_Excerpt_
◆ ◆ ◆

Regioisomerism effects on the thermal decomposition mechanism of fused triazole-based high-nitrogen compounds: a DFT study.

Context: High-nitrogen fused-ring compounds are promising candidates for energetic materials due to their high energy density and good thermal stability. As a molecular design strategy, regioisomerism has been widely applied in pharmaceuticals and functional materials. However, its effect on the performance of high-nitrogen fused energetic materials has not yet been systematically investigated. In this study, density functional theory (DFT) was employed to explore the structural and energetic implications of regioisomerism by examining four representative compounds: 3-nitro-1H-[1,2,4]triazolo[4,3-b][1,2,4]triazole (A1), 6-nitro-1H-[1,2,4]triazolo[4,3-b][1,2,4]triazole (A2), [1,2,4]triazolo[4,3-a][1,3,5]triazine-3,5,7-triamine (B1), and [1,2,4]triazolo[1,5-a][1,3,5]triazine-2,5,7-triamine (B2). A comparative analysis was conducted from multiple perspectives, including molecular conformation, bond strength, non-covalent interactions, and surface electrostatic potential distributions. Computational results revealed notable differences among the regioisomers in terms of internal steric repulsion, key bond strength, and charge distribution, which in turn influenced their initial decomposition pathways and corresponding energy barriers. Specifically, A2 and B2 exhibited more compact molecular geometries, reduced intramolecular repulsion, and generally higher activation barriers along key bond cleavage pathways, indicating superior thermal stability compared to their respective isomers. This work highlights the important role of regioisomerism in tuning the thermal stability of high-nitrogen fused-ring energetic compounds and provides theoretical guidance for the rational design of high-performance energetic materials.

Methods: All computations in this study were performed using Gaussian 16 at the M06-2X/def2-TZVPP level of theory. The intrinsic reaction coordinate (IRC) calculations were conducted to verify the validity of all transition states. The Shermo program was employed to compute the Gibbs free energy of the molecules, while wavefunction analysis was carried out using Multiwfn and VMD.

◆ ◆ ◆

_Raw data_
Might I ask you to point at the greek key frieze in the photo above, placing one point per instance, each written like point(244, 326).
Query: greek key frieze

◆ ◆ ◆

_Explore the material_
1) From the DFT study above, copy everything from "Methods: All computations" down to "Multiwfn and VMD.", word for word.
2) Translate this sentence from the DFT study into Spanish: "The intrinsic reaction coordinate (IRC) calculations were conducted to verify the validity of all transition states."

_Answers to the exercise_
1)
Methods: All computations in this study were performed using Gaussian 16 at the M06-2X/def2-TZVPP level of theory. The intrinsic reaction coordinate (IRC) calculations were conducted to verify the validity of all transition states. The Shermo program was employed to compute the Gibbs free energy of the molecules, while wavefunction analysis was carried out using Multiwfn and VMD.

2) Se realizaron cálculos de la coordenada intrínseca de reacción (IRC) para verificar la validez de todos los estados de transición.